| Given entries |
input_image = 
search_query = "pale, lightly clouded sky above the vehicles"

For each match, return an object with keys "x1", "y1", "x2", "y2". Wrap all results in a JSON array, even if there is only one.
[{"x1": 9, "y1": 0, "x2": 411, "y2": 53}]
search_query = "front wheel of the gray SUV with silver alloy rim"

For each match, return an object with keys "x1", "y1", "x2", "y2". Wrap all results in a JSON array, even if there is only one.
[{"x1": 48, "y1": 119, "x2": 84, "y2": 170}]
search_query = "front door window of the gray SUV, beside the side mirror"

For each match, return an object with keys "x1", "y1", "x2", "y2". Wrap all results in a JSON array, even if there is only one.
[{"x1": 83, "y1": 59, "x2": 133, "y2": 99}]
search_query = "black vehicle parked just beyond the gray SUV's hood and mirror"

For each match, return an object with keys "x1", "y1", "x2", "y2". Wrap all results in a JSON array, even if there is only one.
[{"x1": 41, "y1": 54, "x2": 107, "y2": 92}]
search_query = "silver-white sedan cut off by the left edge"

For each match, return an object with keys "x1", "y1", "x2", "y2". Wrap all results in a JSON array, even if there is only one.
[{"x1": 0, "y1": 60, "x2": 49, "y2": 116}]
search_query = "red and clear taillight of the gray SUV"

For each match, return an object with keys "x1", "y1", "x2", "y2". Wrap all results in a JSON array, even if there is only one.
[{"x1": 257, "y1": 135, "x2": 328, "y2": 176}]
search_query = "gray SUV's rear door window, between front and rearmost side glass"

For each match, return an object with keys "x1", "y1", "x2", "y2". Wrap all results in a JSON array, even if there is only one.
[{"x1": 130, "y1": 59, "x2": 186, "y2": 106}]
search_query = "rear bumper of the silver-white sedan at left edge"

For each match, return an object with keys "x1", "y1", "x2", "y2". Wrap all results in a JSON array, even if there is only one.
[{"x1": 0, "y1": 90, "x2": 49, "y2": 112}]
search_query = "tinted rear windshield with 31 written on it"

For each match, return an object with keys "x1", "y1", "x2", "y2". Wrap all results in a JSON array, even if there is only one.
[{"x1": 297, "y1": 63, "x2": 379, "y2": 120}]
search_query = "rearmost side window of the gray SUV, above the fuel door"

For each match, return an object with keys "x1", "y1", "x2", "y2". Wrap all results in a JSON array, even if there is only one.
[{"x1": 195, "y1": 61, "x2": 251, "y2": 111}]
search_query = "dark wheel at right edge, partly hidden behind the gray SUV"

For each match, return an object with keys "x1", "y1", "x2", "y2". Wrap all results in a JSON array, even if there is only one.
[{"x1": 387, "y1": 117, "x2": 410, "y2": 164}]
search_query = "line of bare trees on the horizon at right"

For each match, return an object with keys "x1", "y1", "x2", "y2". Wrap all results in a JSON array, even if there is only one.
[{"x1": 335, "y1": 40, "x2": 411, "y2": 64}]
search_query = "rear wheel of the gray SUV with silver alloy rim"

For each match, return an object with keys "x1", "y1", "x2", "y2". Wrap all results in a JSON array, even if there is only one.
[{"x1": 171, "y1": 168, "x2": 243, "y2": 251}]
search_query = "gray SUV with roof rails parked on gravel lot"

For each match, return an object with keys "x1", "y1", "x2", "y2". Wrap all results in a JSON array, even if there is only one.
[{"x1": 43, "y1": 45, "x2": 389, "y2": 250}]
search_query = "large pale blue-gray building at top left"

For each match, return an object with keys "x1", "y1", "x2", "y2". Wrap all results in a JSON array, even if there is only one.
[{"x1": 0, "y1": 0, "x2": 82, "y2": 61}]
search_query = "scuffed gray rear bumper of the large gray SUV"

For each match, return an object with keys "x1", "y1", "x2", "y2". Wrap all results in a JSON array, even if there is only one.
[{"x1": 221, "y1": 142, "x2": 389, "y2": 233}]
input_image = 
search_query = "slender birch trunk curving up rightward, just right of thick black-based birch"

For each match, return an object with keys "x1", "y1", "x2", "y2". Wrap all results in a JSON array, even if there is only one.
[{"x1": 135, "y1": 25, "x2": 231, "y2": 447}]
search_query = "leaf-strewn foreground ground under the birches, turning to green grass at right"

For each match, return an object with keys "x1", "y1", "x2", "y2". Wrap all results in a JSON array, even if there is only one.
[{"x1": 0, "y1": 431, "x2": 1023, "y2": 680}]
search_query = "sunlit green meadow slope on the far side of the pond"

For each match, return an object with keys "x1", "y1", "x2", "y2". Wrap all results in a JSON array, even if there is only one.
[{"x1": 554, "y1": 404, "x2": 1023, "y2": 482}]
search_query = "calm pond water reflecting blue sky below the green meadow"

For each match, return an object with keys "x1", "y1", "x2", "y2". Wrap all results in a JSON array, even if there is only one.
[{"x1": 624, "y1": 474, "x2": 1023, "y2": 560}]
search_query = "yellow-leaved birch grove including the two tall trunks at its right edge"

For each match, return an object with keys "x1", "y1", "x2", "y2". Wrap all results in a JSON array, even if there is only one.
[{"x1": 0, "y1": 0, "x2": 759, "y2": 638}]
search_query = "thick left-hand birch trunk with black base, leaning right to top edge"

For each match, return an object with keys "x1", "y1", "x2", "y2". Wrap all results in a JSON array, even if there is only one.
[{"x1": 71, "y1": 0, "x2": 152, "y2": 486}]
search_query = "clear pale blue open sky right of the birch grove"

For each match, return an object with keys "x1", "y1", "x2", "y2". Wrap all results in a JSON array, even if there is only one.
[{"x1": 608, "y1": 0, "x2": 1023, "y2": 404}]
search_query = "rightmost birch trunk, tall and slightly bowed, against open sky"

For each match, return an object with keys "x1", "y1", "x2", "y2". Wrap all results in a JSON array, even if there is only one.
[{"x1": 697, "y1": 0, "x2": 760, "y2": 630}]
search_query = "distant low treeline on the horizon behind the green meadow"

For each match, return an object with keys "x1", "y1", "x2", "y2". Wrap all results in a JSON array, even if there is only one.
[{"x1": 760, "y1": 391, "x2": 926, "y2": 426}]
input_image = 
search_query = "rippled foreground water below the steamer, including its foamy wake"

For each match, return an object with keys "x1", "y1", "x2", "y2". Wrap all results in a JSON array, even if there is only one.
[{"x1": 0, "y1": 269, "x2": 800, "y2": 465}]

| Assignment |
Return each line from the data where the string "tall" can be found.

| Answer to this problem |
search_query = "yellow-leaved birch grove including the two tall trunks at its right edge"
search_query = "rightmost birch trunk, tall and slightly bowed, against open sky"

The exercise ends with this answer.